Excerpt to read
— start —

What can we say about the Supernatural

So, no amount of evidence, of any quality, would even lead to a supernatural hypothesis? And yet you believe in God, because, IIRC, you have experienced evidence (personally) for it. How odd.

Never said they were necessarily correct. But when the choice is between upsetting all of science and some guy cooking the books, I know which way I’d bet.

We can end this right now if no one ever again uses this word in the SDMB :smiley:

You are completely incapable of comprehending context. So there is absolutely no point in discussing every point you made.
As far as the Babylonian Cosmology argument goes, my ENTIRE point has been that dismissing something with a lack of knowledge is not reasonable. I am using Der Trihs’s words. You are talking about something in terms Astronomy only. Your cite only applies when discussing Babylonian Astronomy. CONTEXT CONTEXT CONTEXT

I didn’t say you never went to school. I said American schools did a pisspoor job of teaching critical thinking skills. It’s why Der Trihs thinks it is skeptical to dismiss something he knows nothing about, and you cannot understand context. I went to American schools also, and I have my problems from it.
My point about Masonry/Mysticism, is that there is a wealth of information about it, just none that I believe you would accept as valid, even though you’ll use Herodotus as a cite despite the fact that he freely admitted to making up a lot of what he said.

I don’t know why you think I am arguing that older systems are better than modern ones because I am not.

Mysticism doesn’t deal in “Problems and Solutions”, that doesn’t mean that it is irrelevant and no good comes from it. Perhaps you might want to stop trying to fit a round peg into a square hole rather than saying round pegs are useless. You labor under the misapprehension that Mysticism and Science are supposed to perform the same function. All that I am saying is that Mystics helped form what you consider science today. Alchemy and Astrology were mystic pursuits that developed into what you today call “Chemistry and Astronomy”. I have not ever in my life dismissed the value of science, yet for some reason people argue with me as though I am anti-science just because I dismiss a lot of the rhetoric against mysticism.

The Mystical pursuit has spanned across all cultures and been studied by myriad people. You can’t judge all mysticism simply by limited experience.

Erek

Yeah, but most things that people label as fraud/hallucinations won’t upset all of science. If there is telepathy science can explain it. As for God, well you see a scientific explanation as evidence that there is no God, and I see it as an explanation of “Oh, so that’s how God does it.”

Oh my stars and garters, a girl can only dream of such a utopia. :wink:

Erek

I only demand better examples so I can consider the idea that Mystics helped shape the science of today.

As for my schooling, you are wrong too, my schooling was done in El Salvador (Catholic institution). Curently, in the USA, I just got back to college to get my degree.

As for your name calling, even when carefully couched in third party descriptions and conditional syntax: see you in the pit.

No, I see a scientific explanation as indicating there is no compelling reason for there to be a god. It of course does not rule out a god.

— end —

Exercises to complete
(1) In the thread on the supernatural, where does one poster say their schooling was done?
(2) Transcribe the stretch of the thread on the supernatural from "What can we" through "way I’d bet.".
Rely only on the thread on the supernatural.

Dataset entries
— start —

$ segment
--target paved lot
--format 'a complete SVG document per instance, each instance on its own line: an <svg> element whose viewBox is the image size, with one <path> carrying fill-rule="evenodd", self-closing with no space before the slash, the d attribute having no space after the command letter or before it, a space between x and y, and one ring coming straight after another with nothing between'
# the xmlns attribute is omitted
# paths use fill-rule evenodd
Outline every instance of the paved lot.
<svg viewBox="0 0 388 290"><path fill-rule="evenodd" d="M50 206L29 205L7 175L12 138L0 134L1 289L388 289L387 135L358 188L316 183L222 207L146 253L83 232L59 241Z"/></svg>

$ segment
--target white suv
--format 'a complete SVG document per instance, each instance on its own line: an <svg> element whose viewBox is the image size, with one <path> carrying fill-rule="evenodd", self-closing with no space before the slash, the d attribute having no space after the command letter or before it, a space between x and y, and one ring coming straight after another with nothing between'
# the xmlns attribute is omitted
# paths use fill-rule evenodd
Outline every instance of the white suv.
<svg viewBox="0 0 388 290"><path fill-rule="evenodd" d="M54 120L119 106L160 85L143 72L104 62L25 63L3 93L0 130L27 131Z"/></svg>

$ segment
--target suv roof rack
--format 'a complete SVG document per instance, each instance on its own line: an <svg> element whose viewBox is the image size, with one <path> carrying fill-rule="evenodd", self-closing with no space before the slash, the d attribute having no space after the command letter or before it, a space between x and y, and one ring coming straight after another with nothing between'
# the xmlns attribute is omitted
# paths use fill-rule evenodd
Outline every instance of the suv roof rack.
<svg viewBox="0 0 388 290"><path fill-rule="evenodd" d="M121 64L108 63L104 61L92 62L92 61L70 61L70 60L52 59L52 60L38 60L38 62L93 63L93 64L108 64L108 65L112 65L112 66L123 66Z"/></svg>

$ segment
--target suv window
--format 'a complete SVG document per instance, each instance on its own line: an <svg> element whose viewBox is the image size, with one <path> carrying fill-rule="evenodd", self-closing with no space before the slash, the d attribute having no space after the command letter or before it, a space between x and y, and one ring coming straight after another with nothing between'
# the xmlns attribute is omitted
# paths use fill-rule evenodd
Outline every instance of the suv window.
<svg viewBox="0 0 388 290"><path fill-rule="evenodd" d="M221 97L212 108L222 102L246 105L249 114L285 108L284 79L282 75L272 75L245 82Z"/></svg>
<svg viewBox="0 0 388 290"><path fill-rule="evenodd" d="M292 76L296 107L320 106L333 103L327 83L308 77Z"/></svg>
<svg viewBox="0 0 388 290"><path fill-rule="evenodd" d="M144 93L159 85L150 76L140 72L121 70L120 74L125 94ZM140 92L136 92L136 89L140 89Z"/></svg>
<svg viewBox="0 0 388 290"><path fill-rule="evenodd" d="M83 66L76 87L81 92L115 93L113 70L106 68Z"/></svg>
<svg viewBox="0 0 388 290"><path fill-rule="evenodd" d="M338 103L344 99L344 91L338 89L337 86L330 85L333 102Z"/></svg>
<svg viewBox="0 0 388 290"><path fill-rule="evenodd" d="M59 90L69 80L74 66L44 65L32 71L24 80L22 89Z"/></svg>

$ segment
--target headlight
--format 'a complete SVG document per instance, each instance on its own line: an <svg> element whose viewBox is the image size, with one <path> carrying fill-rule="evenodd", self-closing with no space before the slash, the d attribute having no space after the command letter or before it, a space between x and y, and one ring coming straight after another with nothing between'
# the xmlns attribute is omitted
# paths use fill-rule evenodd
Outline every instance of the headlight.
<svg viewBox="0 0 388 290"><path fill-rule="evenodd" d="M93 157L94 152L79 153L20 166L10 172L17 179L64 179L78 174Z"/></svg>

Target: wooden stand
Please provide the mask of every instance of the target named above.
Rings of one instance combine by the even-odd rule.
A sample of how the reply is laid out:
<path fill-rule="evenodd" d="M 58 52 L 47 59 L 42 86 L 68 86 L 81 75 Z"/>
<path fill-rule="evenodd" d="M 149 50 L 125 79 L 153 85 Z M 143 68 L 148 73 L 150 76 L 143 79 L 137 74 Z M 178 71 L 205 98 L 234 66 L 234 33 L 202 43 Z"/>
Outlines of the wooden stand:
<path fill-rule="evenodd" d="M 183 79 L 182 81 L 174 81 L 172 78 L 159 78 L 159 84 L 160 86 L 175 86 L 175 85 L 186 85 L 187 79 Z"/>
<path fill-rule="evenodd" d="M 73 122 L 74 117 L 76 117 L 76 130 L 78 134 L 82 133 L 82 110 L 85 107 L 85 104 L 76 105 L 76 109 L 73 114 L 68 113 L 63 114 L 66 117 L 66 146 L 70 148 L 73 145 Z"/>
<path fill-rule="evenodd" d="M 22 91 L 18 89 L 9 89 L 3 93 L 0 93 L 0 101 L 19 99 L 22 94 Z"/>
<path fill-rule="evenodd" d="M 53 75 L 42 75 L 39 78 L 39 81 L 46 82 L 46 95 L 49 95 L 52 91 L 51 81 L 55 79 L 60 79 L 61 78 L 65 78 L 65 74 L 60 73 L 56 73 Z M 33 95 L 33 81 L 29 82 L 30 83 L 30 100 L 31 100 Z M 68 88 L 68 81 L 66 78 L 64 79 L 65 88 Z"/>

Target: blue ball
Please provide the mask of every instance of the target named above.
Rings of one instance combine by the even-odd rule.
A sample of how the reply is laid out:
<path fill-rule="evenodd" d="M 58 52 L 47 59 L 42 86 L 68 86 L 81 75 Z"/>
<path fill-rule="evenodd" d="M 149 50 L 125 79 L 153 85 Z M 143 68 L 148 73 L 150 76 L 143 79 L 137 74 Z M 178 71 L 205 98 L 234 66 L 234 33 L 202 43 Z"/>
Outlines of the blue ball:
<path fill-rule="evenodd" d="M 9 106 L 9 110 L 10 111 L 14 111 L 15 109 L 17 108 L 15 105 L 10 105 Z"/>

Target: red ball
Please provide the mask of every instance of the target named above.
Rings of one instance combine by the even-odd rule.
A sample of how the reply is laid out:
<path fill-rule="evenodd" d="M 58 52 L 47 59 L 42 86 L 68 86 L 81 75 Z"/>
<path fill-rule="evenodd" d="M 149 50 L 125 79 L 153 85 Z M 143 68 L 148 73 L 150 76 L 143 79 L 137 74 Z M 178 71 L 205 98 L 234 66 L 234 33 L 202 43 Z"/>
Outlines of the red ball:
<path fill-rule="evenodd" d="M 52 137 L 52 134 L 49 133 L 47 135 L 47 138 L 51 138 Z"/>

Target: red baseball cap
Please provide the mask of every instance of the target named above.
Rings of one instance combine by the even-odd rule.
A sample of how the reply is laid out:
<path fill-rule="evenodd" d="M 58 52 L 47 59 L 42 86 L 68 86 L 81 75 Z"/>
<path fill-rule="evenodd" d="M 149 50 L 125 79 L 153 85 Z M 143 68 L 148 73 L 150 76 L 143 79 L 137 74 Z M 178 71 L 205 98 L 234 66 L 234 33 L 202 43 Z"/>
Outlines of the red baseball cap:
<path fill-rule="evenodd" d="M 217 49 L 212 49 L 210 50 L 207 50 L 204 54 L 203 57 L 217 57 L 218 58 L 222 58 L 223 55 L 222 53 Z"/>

— end —
— start —

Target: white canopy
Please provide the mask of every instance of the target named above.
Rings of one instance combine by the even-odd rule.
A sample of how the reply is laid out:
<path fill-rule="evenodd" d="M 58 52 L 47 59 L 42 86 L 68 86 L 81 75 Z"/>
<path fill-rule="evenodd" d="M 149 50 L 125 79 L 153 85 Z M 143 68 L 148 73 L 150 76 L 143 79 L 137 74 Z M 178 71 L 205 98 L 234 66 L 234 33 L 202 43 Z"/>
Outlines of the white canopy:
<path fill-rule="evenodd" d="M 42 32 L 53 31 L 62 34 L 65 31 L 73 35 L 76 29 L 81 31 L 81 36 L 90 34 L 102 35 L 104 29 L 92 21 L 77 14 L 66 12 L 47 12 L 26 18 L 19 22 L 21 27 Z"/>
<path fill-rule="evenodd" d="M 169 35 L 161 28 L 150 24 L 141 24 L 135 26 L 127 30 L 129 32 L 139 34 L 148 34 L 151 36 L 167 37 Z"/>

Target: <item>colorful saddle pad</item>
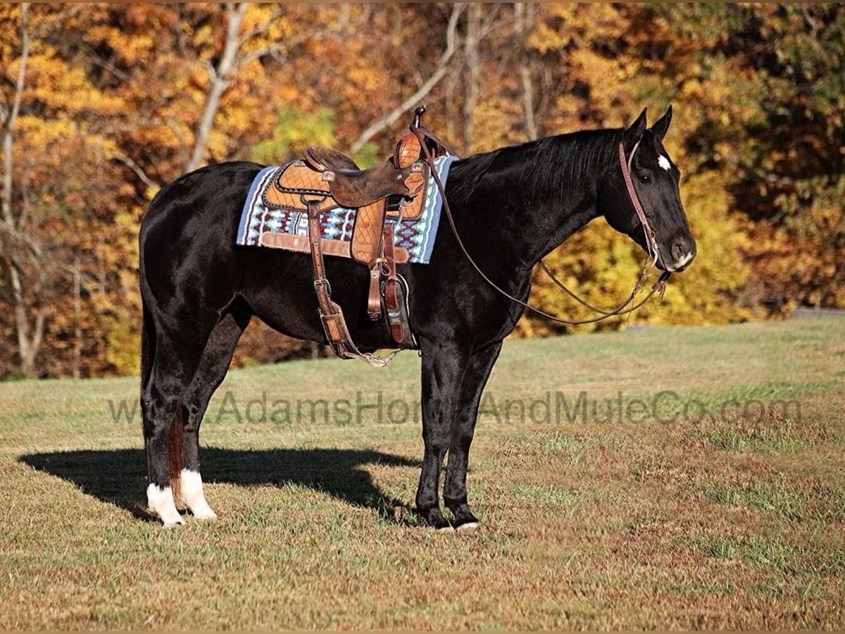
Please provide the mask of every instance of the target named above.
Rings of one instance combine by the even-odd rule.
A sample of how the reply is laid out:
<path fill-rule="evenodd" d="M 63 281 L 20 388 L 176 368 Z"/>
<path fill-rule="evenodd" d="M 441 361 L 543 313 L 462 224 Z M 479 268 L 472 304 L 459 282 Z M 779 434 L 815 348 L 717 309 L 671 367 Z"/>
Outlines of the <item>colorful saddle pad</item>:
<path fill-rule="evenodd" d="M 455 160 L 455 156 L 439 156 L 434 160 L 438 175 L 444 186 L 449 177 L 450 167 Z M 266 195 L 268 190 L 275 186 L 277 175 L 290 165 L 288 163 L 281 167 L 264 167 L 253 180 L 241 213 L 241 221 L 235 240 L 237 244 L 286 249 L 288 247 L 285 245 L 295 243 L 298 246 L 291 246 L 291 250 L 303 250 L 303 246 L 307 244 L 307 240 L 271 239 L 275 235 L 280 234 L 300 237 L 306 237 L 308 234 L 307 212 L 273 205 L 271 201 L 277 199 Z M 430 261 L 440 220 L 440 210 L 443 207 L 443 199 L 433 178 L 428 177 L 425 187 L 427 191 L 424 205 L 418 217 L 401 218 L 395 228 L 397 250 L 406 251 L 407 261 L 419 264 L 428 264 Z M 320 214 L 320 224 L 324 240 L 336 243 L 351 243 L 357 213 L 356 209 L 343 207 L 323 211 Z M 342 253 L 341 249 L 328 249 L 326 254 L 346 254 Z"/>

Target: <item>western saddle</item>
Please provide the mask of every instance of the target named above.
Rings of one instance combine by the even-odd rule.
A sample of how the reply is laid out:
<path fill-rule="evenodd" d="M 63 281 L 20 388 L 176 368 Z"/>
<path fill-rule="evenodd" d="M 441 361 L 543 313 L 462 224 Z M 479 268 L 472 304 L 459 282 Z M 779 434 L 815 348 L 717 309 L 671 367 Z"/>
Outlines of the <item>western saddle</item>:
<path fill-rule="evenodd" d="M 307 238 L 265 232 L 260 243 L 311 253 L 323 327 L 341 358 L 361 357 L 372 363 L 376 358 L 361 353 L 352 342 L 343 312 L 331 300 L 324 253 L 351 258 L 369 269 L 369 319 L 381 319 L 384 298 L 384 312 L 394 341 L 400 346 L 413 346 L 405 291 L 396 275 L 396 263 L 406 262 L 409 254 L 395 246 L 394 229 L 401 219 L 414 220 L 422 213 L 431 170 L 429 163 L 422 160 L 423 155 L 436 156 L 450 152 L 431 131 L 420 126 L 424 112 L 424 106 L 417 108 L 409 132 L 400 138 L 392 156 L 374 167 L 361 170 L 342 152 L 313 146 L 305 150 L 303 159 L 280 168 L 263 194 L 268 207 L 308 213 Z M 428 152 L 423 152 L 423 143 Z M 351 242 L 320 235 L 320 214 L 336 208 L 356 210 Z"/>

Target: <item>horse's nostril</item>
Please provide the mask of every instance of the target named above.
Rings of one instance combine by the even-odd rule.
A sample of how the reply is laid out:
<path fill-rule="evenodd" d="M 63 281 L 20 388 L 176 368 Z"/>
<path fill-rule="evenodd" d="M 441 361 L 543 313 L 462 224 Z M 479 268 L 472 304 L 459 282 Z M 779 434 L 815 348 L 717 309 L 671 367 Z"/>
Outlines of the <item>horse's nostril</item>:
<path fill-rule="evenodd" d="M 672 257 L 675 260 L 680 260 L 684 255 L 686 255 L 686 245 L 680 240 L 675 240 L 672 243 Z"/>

— end —
— start —

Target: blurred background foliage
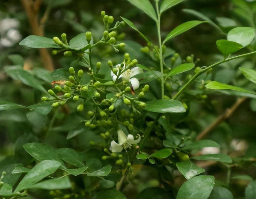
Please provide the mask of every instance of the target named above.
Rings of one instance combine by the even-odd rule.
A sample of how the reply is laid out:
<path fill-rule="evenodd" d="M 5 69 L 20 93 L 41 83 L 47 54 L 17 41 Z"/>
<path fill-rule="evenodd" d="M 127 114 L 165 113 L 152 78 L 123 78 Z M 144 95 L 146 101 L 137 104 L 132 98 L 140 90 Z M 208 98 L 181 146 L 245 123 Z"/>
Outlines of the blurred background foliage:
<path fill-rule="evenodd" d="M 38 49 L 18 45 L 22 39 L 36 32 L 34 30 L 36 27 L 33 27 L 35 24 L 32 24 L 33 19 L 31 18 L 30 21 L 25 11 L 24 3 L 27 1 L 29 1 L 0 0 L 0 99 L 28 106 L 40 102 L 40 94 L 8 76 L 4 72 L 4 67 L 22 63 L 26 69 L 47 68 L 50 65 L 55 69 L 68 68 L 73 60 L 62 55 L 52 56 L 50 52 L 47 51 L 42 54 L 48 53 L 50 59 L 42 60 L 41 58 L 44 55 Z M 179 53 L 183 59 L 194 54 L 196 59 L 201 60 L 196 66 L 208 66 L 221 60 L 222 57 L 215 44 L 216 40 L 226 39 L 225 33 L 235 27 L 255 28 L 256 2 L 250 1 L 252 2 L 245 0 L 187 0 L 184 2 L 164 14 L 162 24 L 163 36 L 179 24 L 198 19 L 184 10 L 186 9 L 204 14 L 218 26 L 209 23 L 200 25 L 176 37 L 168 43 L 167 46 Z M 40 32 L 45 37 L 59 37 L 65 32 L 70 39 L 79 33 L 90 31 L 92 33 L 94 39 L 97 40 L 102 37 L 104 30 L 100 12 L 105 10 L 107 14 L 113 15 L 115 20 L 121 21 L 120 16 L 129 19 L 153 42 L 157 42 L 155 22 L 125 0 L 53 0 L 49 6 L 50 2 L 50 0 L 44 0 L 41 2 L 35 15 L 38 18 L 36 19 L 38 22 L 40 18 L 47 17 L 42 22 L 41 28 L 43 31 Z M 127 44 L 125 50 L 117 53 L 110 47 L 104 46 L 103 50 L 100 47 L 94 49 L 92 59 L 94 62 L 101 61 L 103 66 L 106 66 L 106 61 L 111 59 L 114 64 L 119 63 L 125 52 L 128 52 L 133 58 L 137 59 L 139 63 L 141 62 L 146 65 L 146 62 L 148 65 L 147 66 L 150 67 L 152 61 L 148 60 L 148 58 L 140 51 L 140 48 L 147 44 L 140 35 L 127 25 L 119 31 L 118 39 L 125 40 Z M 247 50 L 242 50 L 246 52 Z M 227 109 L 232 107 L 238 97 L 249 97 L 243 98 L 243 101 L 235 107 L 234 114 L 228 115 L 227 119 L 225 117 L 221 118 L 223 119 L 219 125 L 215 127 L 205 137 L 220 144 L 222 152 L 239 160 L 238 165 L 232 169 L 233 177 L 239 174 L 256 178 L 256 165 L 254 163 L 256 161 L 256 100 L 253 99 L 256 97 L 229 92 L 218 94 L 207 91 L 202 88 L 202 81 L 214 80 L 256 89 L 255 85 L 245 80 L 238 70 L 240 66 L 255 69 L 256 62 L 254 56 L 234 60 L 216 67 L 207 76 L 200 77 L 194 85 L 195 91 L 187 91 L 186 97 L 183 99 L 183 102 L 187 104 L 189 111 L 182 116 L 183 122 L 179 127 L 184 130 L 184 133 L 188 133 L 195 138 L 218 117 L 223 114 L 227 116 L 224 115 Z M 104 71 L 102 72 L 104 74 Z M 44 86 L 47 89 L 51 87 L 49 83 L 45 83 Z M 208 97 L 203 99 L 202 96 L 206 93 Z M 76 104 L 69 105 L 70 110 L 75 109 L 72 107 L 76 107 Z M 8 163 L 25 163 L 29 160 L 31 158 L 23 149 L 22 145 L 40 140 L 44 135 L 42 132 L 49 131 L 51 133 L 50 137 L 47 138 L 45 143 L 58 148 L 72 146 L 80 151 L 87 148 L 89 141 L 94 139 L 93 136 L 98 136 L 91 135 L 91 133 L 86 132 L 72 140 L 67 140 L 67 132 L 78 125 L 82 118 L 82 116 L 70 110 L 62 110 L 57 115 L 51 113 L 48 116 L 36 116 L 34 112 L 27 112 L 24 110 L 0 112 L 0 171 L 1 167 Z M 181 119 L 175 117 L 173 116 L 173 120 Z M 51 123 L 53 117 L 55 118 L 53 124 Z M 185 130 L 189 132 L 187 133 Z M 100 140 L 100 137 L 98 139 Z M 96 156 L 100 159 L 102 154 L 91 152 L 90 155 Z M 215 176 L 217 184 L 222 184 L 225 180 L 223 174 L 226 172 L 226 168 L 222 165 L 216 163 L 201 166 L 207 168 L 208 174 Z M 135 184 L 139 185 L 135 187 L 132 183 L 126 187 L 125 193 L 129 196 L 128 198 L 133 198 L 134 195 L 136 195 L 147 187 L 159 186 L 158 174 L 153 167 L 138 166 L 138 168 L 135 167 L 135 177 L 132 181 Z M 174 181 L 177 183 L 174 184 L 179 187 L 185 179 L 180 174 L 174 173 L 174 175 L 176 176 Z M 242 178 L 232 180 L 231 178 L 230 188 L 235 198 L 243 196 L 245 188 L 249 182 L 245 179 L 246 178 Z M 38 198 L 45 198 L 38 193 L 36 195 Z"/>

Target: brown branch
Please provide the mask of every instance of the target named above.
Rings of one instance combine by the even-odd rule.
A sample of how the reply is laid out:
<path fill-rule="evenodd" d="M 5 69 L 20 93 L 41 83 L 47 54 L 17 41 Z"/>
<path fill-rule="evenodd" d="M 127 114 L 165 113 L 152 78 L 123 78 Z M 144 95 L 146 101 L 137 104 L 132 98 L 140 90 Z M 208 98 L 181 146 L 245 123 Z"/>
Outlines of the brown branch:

— end —

Correct answers
(1) In El Salvador, at a Catholic institution.

(2)
What can we say about the Supernatural

So, no amount of evidence, of any quality, would even lead to a supernatural hypothesis? And yet you believe in God, because, IIRC, you have experienced evidence (personally) for it. How odd.

Never said they were necessarily correct. But when the choice is between upsetting all of science and some guy cooking the books, I know which way I’d bet.